'''
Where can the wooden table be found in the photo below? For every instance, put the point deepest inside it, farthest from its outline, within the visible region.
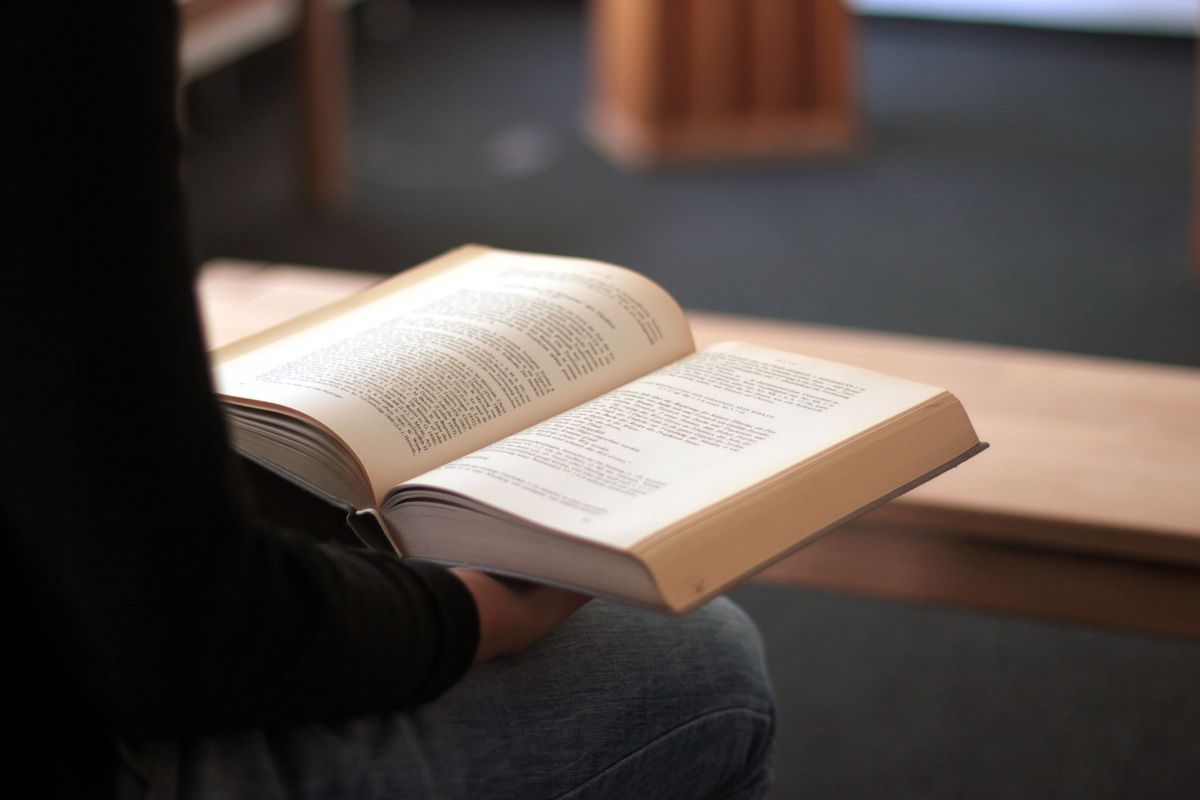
(1086, 509)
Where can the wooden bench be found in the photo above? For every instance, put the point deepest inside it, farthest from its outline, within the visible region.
(1086, 507)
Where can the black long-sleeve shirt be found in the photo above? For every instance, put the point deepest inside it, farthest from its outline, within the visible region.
(143, 595)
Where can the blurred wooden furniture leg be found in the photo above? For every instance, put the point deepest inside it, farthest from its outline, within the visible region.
(324, 80)
(702, 79)
(217, 32)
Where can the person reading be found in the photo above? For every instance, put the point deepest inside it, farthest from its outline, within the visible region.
(163, 635)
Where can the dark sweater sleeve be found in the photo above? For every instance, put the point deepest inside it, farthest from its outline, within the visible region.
(173, 608)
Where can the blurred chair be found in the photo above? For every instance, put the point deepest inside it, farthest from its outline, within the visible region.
(217, 32)
(702, 79)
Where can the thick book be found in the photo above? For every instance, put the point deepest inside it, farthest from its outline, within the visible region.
(550, 417)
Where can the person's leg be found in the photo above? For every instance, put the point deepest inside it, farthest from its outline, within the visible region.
'''
● Requirements
Your copy should match the records word for word, with the pictures removed.

● Finished task
Where can the wooden table be found in the photo below? For every instance, put the point deepest inside it, farthest from its outline, within the visible region.
(1086, 509)
Where can the wooden bench be found in the photo above? For every instance, put the point deepest inside it, farthest from its outline, within the visible region.
(1086, 507)
Where can the black long-sleeve shirt be found in the photo above? For every instance, put the point deepest inside it, farthest from its outline, within the visible region.
(143, 595)
Where can the blurred wooden furniture leg be found in the photo above? For every instance, put the point deepest inside it, farthest from its outline, within the visible region.
(324, 80)
(702, 79)
(217, 32)
Where can the person reading be found in the photo above? For every instance, put the point deepest inside it, farthest from its outline, within the visible region.
(163, 635)
Where can the dark sweater sleeve be found in the photo above? For every instance, put the point deepest inside it, farthest from its outline, within the visible region.
(173, 608)
Where can the blurred chair be found in the photo above? For every instance, put the point deepest inside it, farthest from its outline, within the visible region.
(217, 32)
(702, 79)
Where can the thick book be found in the photo above? For every instance, put the point deepest inside it, farthest from its outline, within the visible region.
(550, 417)
Where can the person's leg be found in the photo above? For every instance, put the point deepest inside it, farthest from its outline, within the visible region.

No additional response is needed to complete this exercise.